■ Records supplied:
/---

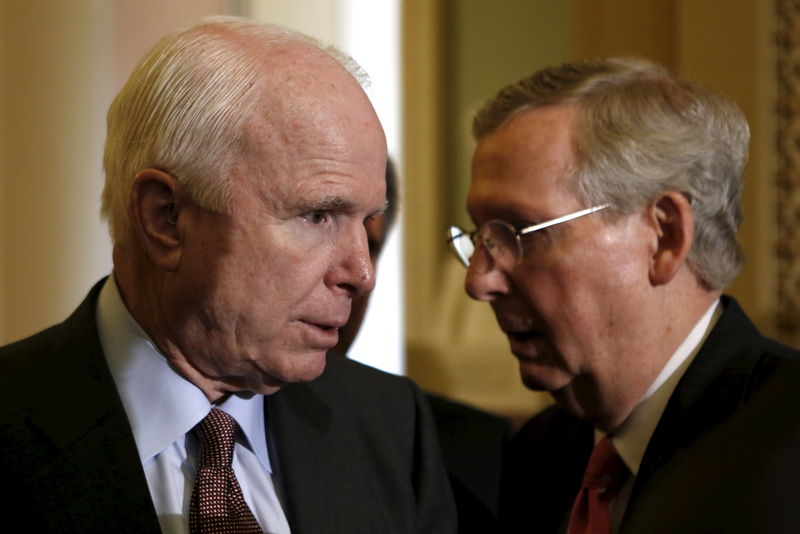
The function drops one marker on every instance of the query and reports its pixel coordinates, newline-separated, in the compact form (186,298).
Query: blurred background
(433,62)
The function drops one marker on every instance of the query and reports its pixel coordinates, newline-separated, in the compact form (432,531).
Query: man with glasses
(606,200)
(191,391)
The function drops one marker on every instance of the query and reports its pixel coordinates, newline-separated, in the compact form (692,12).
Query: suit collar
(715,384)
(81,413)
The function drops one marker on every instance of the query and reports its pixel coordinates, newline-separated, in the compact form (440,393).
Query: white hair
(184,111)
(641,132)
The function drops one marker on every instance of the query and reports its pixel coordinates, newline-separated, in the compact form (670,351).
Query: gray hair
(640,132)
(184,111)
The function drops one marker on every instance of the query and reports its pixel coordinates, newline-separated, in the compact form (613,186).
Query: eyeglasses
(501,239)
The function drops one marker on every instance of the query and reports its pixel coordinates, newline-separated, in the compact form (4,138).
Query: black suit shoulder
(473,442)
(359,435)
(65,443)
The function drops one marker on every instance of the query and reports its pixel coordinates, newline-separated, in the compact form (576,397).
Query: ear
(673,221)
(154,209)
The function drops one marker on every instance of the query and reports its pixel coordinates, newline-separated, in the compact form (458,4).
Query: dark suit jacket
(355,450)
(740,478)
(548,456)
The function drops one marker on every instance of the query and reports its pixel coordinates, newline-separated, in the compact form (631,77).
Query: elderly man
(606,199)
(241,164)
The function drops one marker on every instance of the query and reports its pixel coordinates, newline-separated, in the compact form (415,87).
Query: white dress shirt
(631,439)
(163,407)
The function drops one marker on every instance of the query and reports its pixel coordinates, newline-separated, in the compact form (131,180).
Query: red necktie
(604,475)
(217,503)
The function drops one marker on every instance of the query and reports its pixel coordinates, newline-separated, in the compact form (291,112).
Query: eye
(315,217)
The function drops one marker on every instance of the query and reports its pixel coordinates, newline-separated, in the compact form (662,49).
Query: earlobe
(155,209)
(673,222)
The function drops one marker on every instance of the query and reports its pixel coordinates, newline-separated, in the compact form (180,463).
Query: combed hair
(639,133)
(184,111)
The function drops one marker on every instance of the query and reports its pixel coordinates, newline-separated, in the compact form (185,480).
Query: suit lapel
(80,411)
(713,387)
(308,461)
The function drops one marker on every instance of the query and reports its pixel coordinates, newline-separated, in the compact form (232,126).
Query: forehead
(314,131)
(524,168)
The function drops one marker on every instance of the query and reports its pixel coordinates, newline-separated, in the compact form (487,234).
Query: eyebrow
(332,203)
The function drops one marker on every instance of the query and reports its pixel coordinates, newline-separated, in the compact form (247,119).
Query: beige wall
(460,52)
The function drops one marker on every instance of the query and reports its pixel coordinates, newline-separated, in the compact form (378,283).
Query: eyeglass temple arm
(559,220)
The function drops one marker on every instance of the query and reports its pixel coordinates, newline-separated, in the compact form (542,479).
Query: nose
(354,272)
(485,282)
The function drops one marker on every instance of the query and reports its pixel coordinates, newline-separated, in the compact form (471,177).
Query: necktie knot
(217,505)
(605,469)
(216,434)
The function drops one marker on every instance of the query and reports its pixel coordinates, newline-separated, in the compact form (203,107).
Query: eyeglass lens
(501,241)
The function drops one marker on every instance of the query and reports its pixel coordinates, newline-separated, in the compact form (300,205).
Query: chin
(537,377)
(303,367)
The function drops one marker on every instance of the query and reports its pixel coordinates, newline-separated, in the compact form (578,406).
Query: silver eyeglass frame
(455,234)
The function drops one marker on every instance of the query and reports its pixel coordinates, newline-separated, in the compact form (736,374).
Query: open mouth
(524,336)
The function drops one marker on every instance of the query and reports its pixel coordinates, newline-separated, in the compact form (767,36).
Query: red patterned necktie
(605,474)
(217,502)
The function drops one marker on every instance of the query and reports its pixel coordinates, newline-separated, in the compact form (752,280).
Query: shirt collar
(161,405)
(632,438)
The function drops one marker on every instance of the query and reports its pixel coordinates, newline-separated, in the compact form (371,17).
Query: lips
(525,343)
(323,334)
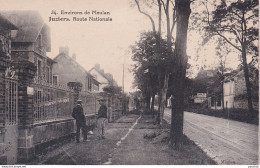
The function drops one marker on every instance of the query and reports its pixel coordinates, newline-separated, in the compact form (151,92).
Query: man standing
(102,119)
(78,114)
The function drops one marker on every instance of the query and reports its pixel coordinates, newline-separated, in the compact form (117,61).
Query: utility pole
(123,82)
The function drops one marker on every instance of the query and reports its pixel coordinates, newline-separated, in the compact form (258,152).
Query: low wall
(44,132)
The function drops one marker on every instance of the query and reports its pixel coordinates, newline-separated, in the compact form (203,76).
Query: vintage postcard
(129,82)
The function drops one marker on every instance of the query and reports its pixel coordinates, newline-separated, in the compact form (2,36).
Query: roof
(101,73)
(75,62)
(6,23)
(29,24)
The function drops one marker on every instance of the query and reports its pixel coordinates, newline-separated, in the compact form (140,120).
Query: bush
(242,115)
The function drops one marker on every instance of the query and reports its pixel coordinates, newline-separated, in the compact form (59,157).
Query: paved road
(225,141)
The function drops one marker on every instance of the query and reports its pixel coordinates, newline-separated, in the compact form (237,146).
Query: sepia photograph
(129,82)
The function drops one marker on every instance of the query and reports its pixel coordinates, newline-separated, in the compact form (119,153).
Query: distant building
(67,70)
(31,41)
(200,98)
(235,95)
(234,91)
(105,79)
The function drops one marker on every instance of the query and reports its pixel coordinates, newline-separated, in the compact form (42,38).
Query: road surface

\---
/---

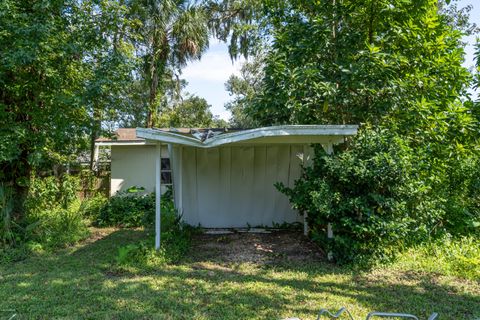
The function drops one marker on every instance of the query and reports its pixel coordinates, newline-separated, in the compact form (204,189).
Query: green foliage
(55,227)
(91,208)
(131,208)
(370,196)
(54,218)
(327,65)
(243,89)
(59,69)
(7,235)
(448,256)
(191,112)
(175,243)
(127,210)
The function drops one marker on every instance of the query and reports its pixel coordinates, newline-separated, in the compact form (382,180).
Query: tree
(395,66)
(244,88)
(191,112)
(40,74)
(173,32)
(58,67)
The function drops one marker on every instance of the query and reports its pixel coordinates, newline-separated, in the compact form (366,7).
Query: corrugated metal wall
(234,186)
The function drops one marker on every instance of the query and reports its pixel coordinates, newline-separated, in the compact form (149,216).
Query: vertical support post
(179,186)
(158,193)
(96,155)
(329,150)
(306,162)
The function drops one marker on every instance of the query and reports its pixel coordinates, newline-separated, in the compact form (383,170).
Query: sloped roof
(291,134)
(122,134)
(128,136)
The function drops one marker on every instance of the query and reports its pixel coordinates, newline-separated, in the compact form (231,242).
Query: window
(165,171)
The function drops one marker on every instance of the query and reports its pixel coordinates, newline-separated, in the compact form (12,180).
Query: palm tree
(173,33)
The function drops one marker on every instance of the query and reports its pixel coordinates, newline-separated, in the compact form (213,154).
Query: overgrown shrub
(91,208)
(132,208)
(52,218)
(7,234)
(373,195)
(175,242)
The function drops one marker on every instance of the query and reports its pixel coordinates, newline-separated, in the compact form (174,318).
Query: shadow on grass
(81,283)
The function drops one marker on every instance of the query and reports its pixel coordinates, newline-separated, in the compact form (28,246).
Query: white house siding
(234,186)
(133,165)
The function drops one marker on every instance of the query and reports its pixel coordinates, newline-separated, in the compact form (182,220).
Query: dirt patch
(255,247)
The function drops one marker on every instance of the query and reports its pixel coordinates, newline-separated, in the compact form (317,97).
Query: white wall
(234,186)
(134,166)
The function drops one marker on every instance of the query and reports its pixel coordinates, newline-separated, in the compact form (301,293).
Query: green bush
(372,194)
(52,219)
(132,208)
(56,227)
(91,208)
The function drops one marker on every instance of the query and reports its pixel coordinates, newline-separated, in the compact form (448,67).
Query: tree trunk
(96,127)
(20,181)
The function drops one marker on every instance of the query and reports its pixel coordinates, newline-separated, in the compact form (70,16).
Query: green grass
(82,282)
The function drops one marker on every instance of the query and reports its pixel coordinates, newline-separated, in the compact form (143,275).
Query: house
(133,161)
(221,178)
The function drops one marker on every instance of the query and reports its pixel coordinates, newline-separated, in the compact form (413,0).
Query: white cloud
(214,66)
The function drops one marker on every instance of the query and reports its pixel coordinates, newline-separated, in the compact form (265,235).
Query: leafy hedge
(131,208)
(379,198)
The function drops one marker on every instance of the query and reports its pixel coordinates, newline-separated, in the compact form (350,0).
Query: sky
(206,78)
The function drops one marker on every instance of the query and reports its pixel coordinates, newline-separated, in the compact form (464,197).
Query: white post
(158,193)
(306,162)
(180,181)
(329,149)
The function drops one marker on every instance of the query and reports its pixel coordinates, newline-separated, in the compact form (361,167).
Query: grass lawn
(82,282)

\---

Copy range, inclusive: the line holding "compact form (237,146)." to the line holding "Query: road surface". Reproduce exactly those lines of the records above and no others.

■ Response box:
The function drops one marker on every instance of the query and reports its pixel coordinates, newline-separated, in the compact form (237,146).
Query: sepia photograph
(129,82)
The function drops one marker on every instance of the query and reports its pixel coordinates, newline-separated, in the compact form (119,153).
Query: distant building
(67,70)
(31,41)
(200,98)
(235,95)
(234,91)
(105,79)
The function drops one marker on every instance of the query and reports its pixel coordinates, newline-separated, in the compact form (42,38).
Query: road surface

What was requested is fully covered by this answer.